- Problem description:
Copy the listing from its first line up to and including the line with "top-left (1072, 831), bottom-right", keeping every line and raising each coordinate in the answers by 12.

- Extracted data:
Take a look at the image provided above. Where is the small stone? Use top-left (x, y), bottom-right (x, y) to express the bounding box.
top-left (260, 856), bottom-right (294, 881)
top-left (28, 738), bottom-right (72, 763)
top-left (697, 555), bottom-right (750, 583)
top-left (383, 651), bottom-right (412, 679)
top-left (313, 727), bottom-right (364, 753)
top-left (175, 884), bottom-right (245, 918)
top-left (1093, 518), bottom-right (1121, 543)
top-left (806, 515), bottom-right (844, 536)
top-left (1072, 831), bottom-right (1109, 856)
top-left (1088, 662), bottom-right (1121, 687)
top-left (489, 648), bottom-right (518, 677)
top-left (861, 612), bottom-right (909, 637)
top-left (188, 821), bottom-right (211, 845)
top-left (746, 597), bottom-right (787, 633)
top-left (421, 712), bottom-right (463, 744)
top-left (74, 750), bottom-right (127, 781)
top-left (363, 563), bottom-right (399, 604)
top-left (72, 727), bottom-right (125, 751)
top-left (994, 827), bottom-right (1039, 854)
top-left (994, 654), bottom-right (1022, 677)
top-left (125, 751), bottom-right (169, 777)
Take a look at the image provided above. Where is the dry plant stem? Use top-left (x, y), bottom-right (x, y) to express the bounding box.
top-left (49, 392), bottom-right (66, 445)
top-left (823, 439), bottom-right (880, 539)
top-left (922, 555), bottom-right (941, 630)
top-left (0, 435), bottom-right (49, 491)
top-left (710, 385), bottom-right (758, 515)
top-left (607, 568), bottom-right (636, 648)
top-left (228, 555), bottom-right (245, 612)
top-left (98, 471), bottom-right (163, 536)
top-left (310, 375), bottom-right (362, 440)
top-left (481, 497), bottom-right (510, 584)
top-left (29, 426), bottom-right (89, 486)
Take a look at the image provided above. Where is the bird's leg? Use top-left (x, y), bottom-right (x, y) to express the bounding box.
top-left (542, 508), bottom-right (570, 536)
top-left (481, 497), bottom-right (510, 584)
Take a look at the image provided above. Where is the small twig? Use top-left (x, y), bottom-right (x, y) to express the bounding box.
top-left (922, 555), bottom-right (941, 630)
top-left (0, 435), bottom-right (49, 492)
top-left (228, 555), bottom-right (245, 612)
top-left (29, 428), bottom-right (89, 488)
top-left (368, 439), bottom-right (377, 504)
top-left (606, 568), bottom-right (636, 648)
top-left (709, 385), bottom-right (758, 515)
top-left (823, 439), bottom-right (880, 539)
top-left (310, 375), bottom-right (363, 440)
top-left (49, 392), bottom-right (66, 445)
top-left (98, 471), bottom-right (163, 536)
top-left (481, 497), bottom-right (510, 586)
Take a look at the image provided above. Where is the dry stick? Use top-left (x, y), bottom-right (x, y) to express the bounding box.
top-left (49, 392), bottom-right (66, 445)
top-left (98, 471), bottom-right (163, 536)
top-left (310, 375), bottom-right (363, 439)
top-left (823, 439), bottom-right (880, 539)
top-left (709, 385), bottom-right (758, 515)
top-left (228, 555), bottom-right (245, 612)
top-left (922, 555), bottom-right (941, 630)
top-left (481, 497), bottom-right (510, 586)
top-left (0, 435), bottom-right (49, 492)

- Result:
Take a look at the image provided above. Where is the small stone? Use top-left (x, y), bottom-right (x, y) to express the bounding box.
top-left (272, 868), bottom-right (306, 893)
top-left (40, 750), bottom-right (84, 775)
top-left (709, 567), bottom-right (762, 595)
top-left (395, 663), bottom-right (424, 691)
top-left (325, 739), bottom-right (376, 765)
top-left (187, 896), bottom-right (257, 930)
top-left (1105, 530), bottom-right (1133, 555)
top-left (818, 527), bottom-right (856, 548)
top-left (1084, 843), bottom-right (1121, 868)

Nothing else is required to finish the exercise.